- _Excerpt to read_
As a teen, Pagels joined an evangelical Christian church, but soon left it behind when some Christian friends told her that a close Jewish friend who had died at age 16 wasn’t born again and therefore was going to hell. “I just said, 'That doesn't make any sense to me. I don't believe that. '” ( Princeton Weekly Bulletin, February 9, 2004, on-line). Now, at a time of great personal stress, she found solace and energy in the liturgy and the gathered community of that church.

But, she writes in Beyond Belief, “when people would say to me, ‘Your faith must be of great help to you,’ I would wonder, What do they mean? What is faith? Certainly not simple assent to the set of beliefs that worshipers in that church recited every week (“We believe in one God, the Father, the Almighty, maker of heaven and earth…”)—traditional statements that sounded strange to me, like barely intelligible signals from the surface, heard at the bottom of the sea….

Such statements seemed to me then to have little to do with whatever transactions we were making with one another, with ourselves, and—so it was said—with invisible beings. I was acutely aware that we met there driven by need and desire; yet sometimes I dared hope that such communion has the potential to transform us...

[And, as a historian of religion], I wondered when and how being a Christian became virtually synonymous with accepting a certain set of beliefs.” (Beyond Belief, p.5).

- _Task a_
In the passage on Pagels and faith, what did her Christian friends say that made her leave the evangelical church as a teen?

Dataset rows:

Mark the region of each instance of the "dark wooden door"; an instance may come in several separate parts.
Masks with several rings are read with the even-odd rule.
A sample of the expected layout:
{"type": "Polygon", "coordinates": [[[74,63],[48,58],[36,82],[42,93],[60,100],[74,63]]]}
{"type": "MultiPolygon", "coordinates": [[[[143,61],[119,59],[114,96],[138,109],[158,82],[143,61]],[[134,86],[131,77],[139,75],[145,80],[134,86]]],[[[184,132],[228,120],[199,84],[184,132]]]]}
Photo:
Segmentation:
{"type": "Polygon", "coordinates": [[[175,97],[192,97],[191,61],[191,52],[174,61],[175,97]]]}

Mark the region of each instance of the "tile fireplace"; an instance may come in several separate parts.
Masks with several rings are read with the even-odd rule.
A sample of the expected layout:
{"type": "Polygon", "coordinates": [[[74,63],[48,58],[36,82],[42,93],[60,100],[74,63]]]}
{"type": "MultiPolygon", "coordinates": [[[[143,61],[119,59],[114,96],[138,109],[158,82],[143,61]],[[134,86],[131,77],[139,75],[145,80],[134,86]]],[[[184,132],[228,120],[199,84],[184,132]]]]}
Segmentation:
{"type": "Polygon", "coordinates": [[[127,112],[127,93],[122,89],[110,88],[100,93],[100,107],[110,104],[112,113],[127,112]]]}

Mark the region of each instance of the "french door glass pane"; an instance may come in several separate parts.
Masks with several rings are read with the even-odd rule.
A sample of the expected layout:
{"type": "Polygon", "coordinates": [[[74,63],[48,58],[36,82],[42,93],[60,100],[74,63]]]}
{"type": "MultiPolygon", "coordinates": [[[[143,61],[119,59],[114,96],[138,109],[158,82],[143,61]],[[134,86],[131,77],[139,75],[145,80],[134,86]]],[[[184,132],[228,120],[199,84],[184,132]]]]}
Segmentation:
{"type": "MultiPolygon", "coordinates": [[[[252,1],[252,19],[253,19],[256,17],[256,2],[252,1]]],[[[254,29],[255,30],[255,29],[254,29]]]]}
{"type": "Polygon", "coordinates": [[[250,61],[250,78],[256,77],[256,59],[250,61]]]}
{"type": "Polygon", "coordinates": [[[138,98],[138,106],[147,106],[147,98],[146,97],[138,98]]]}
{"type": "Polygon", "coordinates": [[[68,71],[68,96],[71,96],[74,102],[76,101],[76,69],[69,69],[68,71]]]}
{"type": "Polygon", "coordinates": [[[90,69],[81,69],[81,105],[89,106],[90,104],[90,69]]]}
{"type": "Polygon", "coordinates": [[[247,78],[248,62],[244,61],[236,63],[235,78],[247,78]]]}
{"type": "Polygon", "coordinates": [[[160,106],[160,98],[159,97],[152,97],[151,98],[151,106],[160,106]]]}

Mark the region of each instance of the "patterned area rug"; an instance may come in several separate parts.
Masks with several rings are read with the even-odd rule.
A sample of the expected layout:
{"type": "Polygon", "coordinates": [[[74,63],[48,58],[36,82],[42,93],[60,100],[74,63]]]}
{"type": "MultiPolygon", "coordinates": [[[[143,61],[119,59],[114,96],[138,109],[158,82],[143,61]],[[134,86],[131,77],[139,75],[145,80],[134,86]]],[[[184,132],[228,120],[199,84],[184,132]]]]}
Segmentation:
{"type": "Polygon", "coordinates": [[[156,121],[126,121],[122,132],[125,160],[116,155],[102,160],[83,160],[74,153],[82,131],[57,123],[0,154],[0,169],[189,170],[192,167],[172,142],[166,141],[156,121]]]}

- _Task b_
How many lines of the listing contain the string "Mark"? Case counts, and the reply should be the number alone.

- _Task solution a_
They told her that a close Jewish friend who had died at age 16 wasn't born again and was therefore going to hell.

- _Task solution b_
4